§ **YOUR OBJECTIVE**
With the first line below as the start and the line containing "Phrase: red apple" as the end, copy every line between them exactly, ends included.

══ THE RECORDS

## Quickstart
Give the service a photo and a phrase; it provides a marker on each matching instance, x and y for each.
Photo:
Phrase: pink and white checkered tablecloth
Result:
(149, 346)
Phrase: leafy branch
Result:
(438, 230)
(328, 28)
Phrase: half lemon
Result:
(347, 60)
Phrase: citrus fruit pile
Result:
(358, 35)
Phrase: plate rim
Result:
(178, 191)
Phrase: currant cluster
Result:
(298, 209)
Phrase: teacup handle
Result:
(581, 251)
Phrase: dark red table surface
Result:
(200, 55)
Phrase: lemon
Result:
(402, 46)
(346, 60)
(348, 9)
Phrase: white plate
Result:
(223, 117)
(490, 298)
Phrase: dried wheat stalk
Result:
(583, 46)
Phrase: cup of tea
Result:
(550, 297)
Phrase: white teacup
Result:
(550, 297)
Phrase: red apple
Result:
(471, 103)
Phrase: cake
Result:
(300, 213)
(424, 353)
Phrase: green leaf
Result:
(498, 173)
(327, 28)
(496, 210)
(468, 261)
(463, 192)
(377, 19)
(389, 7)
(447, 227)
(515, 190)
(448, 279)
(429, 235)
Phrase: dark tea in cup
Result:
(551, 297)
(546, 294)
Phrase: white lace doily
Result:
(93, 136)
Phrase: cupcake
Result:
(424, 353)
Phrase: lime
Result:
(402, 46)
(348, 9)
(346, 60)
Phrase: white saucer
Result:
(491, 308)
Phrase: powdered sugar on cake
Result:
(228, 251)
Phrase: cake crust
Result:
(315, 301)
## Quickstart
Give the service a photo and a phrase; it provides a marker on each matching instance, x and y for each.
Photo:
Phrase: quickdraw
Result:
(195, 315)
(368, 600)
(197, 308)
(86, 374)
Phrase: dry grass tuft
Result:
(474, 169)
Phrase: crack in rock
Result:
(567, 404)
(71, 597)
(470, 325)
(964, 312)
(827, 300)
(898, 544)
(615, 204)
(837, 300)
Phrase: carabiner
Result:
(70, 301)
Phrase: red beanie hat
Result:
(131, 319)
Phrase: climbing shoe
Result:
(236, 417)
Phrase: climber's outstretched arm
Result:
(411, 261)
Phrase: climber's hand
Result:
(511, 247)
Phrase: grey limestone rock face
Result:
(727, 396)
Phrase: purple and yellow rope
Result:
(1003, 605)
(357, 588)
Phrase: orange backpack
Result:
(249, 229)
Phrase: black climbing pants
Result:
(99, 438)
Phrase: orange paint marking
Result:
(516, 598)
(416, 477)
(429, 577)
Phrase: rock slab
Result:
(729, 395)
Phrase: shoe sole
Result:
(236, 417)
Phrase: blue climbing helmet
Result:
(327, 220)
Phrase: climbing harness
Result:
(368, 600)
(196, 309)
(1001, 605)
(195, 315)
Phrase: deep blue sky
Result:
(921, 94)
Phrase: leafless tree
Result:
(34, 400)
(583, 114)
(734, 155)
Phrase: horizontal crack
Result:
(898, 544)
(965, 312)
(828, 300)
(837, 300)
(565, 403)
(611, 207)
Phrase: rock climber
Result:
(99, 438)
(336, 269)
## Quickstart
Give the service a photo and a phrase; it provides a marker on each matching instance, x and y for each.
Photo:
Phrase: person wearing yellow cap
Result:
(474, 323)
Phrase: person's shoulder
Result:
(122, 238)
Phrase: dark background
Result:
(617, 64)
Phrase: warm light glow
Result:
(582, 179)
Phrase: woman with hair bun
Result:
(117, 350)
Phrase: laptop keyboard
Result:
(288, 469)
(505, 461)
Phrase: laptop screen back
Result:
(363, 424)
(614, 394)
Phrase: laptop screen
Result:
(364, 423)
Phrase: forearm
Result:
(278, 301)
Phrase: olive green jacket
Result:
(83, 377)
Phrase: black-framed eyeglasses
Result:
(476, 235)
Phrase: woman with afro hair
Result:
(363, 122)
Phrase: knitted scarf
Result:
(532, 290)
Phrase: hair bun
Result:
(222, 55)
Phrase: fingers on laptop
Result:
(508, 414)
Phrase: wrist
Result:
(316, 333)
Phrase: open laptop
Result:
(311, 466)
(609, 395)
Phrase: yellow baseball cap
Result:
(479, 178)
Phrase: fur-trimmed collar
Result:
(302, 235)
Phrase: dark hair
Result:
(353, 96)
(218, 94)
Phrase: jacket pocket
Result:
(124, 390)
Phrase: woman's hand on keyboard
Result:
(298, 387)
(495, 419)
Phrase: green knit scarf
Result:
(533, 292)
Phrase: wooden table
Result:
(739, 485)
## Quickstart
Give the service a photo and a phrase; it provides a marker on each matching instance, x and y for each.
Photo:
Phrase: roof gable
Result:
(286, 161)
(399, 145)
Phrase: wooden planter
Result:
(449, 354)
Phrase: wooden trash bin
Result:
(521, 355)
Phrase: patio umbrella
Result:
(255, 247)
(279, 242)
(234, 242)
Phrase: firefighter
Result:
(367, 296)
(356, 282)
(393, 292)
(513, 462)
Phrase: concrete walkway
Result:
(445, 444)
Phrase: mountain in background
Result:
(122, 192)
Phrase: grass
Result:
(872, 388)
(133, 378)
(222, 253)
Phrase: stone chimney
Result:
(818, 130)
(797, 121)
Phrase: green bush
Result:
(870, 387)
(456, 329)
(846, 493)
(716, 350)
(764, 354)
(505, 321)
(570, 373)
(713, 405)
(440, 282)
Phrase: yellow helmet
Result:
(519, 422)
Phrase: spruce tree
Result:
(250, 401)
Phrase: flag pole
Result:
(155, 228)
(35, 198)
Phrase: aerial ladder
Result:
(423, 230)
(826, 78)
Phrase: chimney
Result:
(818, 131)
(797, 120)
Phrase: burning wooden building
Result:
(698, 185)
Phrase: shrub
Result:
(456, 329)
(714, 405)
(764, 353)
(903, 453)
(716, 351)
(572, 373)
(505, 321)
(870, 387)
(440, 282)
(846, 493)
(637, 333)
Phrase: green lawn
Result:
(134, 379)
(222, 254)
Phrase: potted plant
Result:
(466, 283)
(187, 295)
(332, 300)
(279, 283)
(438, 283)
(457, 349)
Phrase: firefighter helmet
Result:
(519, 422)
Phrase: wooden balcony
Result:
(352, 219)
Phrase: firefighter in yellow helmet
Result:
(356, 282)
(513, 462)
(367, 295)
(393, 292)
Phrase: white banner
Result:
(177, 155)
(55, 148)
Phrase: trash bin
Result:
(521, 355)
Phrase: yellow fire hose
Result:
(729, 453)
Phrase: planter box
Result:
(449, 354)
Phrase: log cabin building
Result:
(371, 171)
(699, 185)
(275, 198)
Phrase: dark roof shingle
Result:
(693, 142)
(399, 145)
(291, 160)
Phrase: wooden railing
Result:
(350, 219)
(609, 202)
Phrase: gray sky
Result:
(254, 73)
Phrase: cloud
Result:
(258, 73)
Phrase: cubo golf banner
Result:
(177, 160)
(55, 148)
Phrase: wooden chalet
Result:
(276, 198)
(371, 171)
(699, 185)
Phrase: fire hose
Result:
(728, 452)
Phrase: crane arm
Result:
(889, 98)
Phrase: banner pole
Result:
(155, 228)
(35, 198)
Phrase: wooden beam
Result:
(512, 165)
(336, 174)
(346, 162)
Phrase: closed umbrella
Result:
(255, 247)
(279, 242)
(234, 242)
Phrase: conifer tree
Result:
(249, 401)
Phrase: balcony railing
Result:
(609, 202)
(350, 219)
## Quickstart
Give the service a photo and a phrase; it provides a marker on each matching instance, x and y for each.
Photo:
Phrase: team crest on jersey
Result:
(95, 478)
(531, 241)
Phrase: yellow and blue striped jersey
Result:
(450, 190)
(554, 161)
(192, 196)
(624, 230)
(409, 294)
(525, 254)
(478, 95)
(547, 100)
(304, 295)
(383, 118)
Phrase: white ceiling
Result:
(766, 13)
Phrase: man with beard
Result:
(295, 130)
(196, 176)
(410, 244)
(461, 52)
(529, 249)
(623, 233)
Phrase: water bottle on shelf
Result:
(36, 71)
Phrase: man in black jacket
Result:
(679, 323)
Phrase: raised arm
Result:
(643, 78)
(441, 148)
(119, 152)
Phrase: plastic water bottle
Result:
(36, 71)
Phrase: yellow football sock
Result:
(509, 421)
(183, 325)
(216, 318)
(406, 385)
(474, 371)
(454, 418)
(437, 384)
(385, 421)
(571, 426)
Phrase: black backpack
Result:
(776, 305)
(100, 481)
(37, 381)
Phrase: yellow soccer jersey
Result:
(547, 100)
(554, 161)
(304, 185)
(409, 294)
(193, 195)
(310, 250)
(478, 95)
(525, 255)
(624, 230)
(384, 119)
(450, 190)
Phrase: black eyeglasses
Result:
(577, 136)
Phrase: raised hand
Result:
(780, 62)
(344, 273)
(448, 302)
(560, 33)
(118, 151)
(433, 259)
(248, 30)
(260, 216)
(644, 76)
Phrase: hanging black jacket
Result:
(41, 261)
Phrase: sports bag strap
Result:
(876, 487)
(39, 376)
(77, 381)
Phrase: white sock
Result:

════

§ **SOLVED PROBLEM**
## Quickstart
Give the service a photo and a phrase; it provides a marker on each matching instance, x and y for each.
Photo:
Phrase: pink and white checkered tablecloth
Result:
(149, 346)
Phrase: leafy branch
Result:
(438, 230)
(328, 28)
Phrase: half lemon
Result:
(347, 60)
Phrase: citrus fruit pile
Result:
(358, 35)
Phrase: plate rim
Result:
(178, 191)
Phrase: currant cluster
Result:
(298, 209)
Phrase: teacup handle
Result:
(581, 251)
Phrase: dark red table surface
Result:
(200, 55)
Phrase: lemon
Result:
(402, 46)
(346, 60)
(348, 9)
Phrase: white plate
Result:
(223, 117)
(490, 298)
Phrase: dried wheat stalk
Result:
(583, 46)
Phrase: cup of tea
Result:
(550, 297)
Phrase: white teacup
Result:
(550, 297)
Phrase: red apple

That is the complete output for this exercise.